Page text:
________
I Should Probably Just Watch Television For A Living

Commit your work

I am considering writing about contentment versus anxiety. This creates anxiety within me.

It is a topic that will require a lot of thought and study and writing and re-writing. It feels like a subject that needs to be written by a seasoned writer, not a novice writer. In the past, when I was spending more time writing and journaling and in the middle of a hard journey regarding contentment, this would have been easier for me. At this juncture, while not spending much time at all on my writing, it feels very heavy. But I know that you eat an elephant one bite at a time, so I will try that approach with this.

Maybe today I will just write about my intention to write about this topic. Exercise my weak writing muscles with some simple warm-ups to begin. I would hate to strain an unused muscle and set myself backwards from the get-go. Right?

My present thoughts are to write maybe a series. Contentment with things. This will be the easiest one to write. Contentment with locations and situations. Is this one too broad? Where you live, where you work, a difficult marriage, a hard place with your kids or extended family members, health. Should health be a separate topic or combined with locations and situations?
________
Activity list:
**A)** Summarize the post about writing on contentment in two sentences.
**B)** Answer these questions from the post about writing on contentment:
(i) What saying does the writer cite about tackling a large task?
(ii) Which part of the planned series does the writer expect to be the easiest to write?
(iii) What topic is the writer unsure whether to treat separately or combine with locations and situations?
**C)** Extend the post about writing on contentment, picking up after its last sentence.

Information supplied:
________
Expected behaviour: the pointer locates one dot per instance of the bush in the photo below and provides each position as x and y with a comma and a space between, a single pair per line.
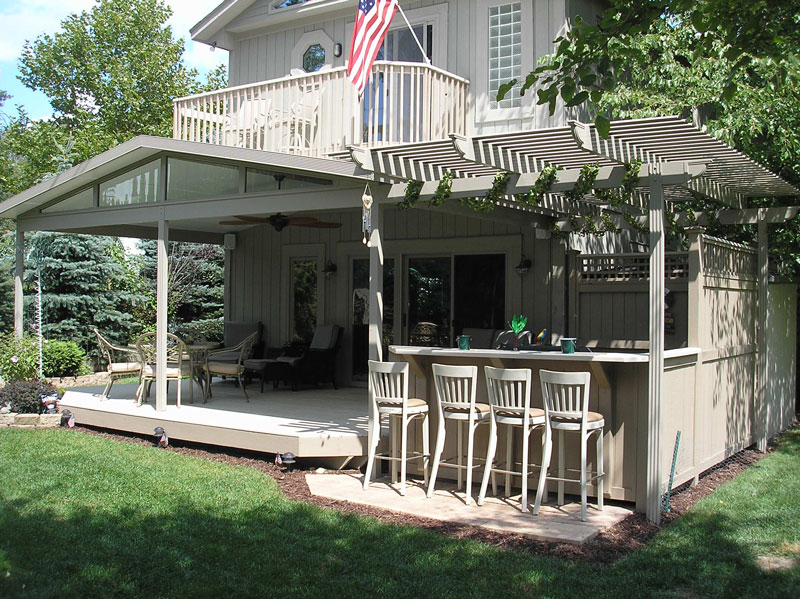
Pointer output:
________
Results in order:
**A)** The writer is considering writing about contentment versus anxiety, a topic that feels heavy and suited to a seasoned writer now that the writer spends little time writing. The plan is to take it one bite at a time, starting with simple warm-ups and perhaps a series on contentment with things and with locations and situations.

**B)**
(i) You eat an elephant one bite at a time.
(ii) Contentment with things.
(iii) Health.

**C)**
See? I’m already overwhelmed.

I think I’ll go open the refrigerator door and stare inside for a while.

I decided to take a bathroom break instead. There’s not much in my fridge anyway.

I’d give anything for a Snickers Ice Cream Bar right now. Maybe I should write about contentment with food. It’s not an issue I struggle too deeply with, though. Should I write about parts of contentment that I don’t struggle too much with or just stick to those areas where I do struggle?

How much should I actually discuss anxiety if the main purpose of the series is contentment?

And then there are the benefits of contentment versus anxiety. Contentment helps me see and hear and know God more fully and clearly. This quells anxiety. Should this be a separate part of the series or discussed at the end of each specific topic? Probably discussed at the end of each specific topic. Did I just manage to make a decision? Well, good for me! I might change my mind later.

I am going to go make myself some green tea now. Did you know that green tea has L-theanine which helps with anxiety? I have found that to be true. Should I write about natural ways to calm anxiety in my contentment series? Or is that a whole nother topic to possibly consider at a later date?

This has been 20 minutes in the life and mind of Paula Brazzell. Welcome to my head.

Green tea, anyone?

 

God has given us all hands ~ hands to serve. Let’s use them to serve Him well.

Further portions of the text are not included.